┌────────
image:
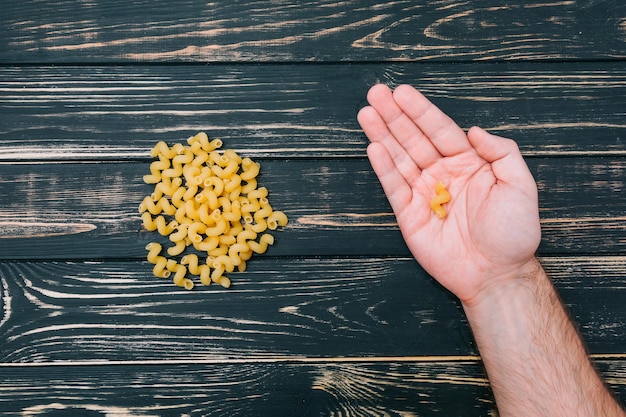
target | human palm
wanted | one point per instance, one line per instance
(492, 226)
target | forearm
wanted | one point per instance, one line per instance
(536, 362)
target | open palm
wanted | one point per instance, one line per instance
(492, 227)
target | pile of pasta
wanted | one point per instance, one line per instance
(207, 199)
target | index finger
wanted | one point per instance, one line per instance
(441, 130)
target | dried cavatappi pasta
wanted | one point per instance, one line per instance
(208, 200)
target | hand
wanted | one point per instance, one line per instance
(492, 228)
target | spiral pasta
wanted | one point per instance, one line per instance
(442, 197)
(208, 200)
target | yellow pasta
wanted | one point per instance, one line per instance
(208, 201)
(442, 197)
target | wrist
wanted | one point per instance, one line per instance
(507, 286)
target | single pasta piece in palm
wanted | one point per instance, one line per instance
(442, 197)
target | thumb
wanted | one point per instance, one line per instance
(503, 154)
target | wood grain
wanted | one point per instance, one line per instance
(336, 207)
(346, 388)
(320, 30)
(292, 111)
(328, 307)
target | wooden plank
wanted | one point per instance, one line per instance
(96, 113)
(249, 389)
(256, 31)
(89, 210)
(260, 389)
(279, 308)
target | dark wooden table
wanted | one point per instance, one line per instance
(336, 319)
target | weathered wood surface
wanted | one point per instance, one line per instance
(287, 31)
(104, 113)
(345, 388)
(336, 207)
(337, 319)
(329, 307)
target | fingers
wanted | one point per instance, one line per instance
(444, 134)
(377, 131)
(503, 154)
(404, 136)
(397, 190)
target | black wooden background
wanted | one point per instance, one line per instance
(337, 319)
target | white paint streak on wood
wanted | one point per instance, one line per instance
(6, 299)
(26, 229)
(349, 220)
(108, 411)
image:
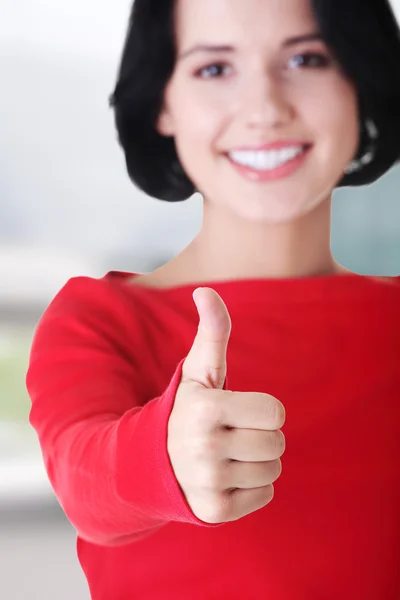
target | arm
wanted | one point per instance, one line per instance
(105, 453)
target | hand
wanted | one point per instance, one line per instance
(224, 446)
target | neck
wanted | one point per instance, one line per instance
(229, 247)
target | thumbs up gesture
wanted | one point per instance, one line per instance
(224, 446)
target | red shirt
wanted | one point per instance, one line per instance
(104, 368)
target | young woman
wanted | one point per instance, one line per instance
(159, 399)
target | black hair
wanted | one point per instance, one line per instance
(363, 36)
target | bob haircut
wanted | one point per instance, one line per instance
(363, 35)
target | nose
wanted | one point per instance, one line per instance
(266, 105)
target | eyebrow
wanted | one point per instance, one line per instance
(215, 48)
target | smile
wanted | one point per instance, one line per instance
(267, 165)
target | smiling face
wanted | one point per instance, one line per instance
(256, 74)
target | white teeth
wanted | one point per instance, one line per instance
(265, 159)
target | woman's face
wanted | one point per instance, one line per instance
(269, 80)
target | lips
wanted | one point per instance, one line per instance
(278, 145)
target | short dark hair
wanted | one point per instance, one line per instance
(363, 36)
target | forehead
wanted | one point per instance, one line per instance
(242, 21)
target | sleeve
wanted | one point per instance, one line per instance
(104, 450)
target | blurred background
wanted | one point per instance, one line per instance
(67, 208)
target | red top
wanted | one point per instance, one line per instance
(104, 368)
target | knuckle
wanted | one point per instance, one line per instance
(206, 449)
(206, 410)
(275, 413)
(209, 478)
(216, 510)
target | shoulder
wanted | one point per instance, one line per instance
(94, 311)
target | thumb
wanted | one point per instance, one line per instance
(206, 361)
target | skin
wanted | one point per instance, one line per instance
(259, 92)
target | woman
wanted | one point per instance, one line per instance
(165, 467)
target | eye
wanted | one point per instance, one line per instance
(311, 60)
(211, 71)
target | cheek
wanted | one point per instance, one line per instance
(335, 118)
└────────
**WHAT TO WORK ON:**
Rewrite all the entries above with every "one point per instance" swapped for "one point per object" and everything else unchanged, and leave the pictures out of your answer.

**RESPONSE BELOW:**
image:
target | human palm
wanted | one point per object, one line per instance
(492, 226)
target | forearm
wanted | one point per object, one line per instance
(536, 362)
target | open palm
wanted | one point per object, one line per instance
(492, 227)
target | pile of pasta
wanted | one point per object, one line per instance
(207, 199)
target | index finger
wanted | one point per object, one line per instance
(441, 130)
target | dried cavatappi pasta
wanted | one point per object, one line per instance
(208, 200)
target | hand
wanted | one point per object, one line per instance
(492, 228)
target | spiral pasta
wanted | one point per object, one line per instance
(442, 197)
(208, 200)
target | yellow pasta
wanted | one point per object, one line per instance
(208, 201)
(442, 197)
target | wrist
wanted | one point per object, one line per instance
(507, 286)
target | single pasta piece in palm
wanted | one point per object, one line per instance
(442, 197)
target | thumb
wanted | one point per object, one line per instance
(503, 154)
target | wood grain
wanted | one point per object, one line per instance
(336, 207)
(346, 388)
(320, 30)
(292, 111)
(328, 307)
target | wooden plank
wanted | one point per object, one line per instance
(96, 113)
(249, 389)
(256, 31)
(89, 210)
(260, 389)
(279, 308)
target | dark wooden table
wanted | one point per object, one line per instance
(336, 319)
target | weathered wood surface
wanted | one point per object, one line per instance
(287, 31)
(104, 113)
(345, 388)
(336, 207)
(337, 319)
(329, 307)
target | fingers
wanted | one point per object, one line per instance
(444, 134)
(377, 131)
(503, 154)
(404, 136)
(397, 190)
target | black wooden background
wanted | one point per object, one line per instance
(337, 319)
target | white paint streak on wood
wanted | one point per object, one line per instance
(6, 299)
(26, 229)
(349, 220)
(108, 411)
image:
target | arm
wanted | one point per object, one line per instance
(105, 453)
target | hand
wanted | one point per object, one line per instance
(224, 446)
target | neck
wanted | one point per object, one line per instance
(229, 247)
target | thumbs up gesture
wanted | one point per object, one line per instance
(224, 446)
target | red shirt
wanted | one point per object, one line per instance
(104, 368)
target | young woman
wanted | one point per object, one line per instance
(159, 399)
target | black hair
wanted | one point per object, one line per instance
(363, 36)
target | bob haircut
wanted | one point per object, one line per instance
(363, 35)
target | nose
wanted | one point per object, one line per instance
(266, 105)
target | eyebrow
wanted | one point per object, one line per instance
(215, 48)
target | smile
wanted | one point per object, one line per instance
(267, 165)
target | smiling face
wanted | one point per object, one line per instance
(256, 74)
target | white teeth
wanted | one point per object, one line per instance
(265, 159)
target | woman's face
wanted | one point per object, one line per instance
(269, 80)
target | lips
wanted | one point per object, one line per instance
(278, 145)
target | short dark hair
wanted | one point per object, one line per instance
(363, 36)
target | forehead
wanted | one point per object, one line per instance
(242, 21)
target | sleeve
wanted | one point per object, one line per instance
(104, 450)
target | blurred background
wanted | one point per object, one line per instance
(67, 208)
target | red top
wanted | one point per object, one line per instance
(104, 368)
target | knuckle
wanted | one point per object, one line per instance
(206, 449)
(206, 410)
(275, 413)
(209, 478)
(216, 510)
target | shoulder
wanted | one point per object, one line per instance
(94, 311)
target | thumb
wanted | one point per object, one line per instance
(206, 361)
target | skin
wanted | one point per object, one line per instance
(259, 92)
target | woman
wanted | one point per object, one line per instance
(165, 467)
target | eye
wanted | one point per object, one line per instance
(311, 60)
(211, 71)
target | cheek
wanted | one point per object, one line per instance
(335, 118)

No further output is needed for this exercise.